Lines of data:
+ + + + + + +

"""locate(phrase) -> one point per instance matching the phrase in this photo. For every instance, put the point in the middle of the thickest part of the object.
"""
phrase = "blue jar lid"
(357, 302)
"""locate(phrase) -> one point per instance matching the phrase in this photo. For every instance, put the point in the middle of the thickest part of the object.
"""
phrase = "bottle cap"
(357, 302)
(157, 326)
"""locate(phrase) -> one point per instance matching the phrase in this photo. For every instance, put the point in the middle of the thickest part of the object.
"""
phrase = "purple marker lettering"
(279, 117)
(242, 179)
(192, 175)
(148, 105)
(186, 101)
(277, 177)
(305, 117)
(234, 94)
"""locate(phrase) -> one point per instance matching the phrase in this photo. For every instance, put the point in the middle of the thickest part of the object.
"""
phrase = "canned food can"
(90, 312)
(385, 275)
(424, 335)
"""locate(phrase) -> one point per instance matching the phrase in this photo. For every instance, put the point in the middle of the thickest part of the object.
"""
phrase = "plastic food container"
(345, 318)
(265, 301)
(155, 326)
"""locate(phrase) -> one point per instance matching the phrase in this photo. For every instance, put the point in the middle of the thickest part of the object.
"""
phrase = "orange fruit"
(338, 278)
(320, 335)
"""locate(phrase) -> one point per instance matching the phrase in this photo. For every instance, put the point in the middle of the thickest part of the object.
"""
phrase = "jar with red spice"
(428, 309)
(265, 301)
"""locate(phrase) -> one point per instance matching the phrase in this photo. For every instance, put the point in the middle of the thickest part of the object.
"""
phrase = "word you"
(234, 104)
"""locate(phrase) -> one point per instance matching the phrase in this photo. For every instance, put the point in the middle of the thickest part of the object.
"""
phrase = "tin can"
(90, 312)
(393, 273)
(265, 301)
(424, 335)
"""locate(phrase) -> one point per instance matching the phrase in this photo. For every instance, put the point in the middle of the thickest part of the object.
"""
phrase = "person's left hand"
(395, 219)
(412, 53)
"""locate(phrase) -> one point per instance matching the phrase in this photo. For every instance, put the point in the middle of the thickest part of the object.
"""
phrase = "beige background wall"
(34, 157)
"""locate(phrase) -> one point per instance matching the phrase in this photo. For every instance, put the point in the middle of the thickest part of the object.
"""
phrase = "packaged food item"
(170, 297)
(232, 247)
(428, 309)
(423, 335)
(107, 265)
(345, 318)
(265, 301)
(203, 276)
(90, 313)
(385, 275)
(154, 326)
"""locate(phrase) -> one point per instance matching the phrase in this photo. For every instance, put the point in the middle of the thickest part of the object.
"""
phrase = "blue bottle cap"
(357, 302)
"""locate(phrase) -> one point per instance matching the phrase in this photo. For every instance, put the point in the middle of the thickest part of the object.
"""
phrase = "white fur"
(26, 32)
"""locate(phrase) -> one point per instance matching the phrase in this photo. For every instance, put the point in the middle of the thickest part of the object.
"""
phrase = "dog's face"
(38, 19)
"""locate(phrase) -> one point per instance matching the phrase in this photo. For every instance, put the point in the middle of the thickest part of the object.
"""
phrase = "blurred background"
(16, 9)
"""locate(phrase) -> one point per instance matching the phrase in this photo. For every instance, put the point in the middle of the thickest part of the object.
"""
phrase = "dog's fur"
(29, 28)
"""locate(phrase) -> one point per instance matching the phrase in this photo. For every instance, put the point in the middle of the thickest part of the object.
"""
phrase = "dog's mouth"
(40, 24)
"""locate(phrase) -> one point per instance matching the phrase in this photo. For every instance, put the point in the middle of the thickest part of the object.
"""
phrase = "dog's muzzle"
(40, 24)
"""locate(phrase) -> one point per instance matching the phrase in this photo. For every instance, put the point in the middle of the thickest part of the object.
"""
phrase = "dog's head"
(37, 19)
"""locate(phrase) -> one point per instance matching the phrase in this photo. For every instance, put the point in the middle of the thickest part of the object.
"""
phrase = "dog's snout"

+ + + + + + +

- _Set task_: Please pick out every line in the listing above that contains the string "bottle", and copy each one in full.

- _The response_:
phrase = "bottle cap"
phrase = "blue bottle cap"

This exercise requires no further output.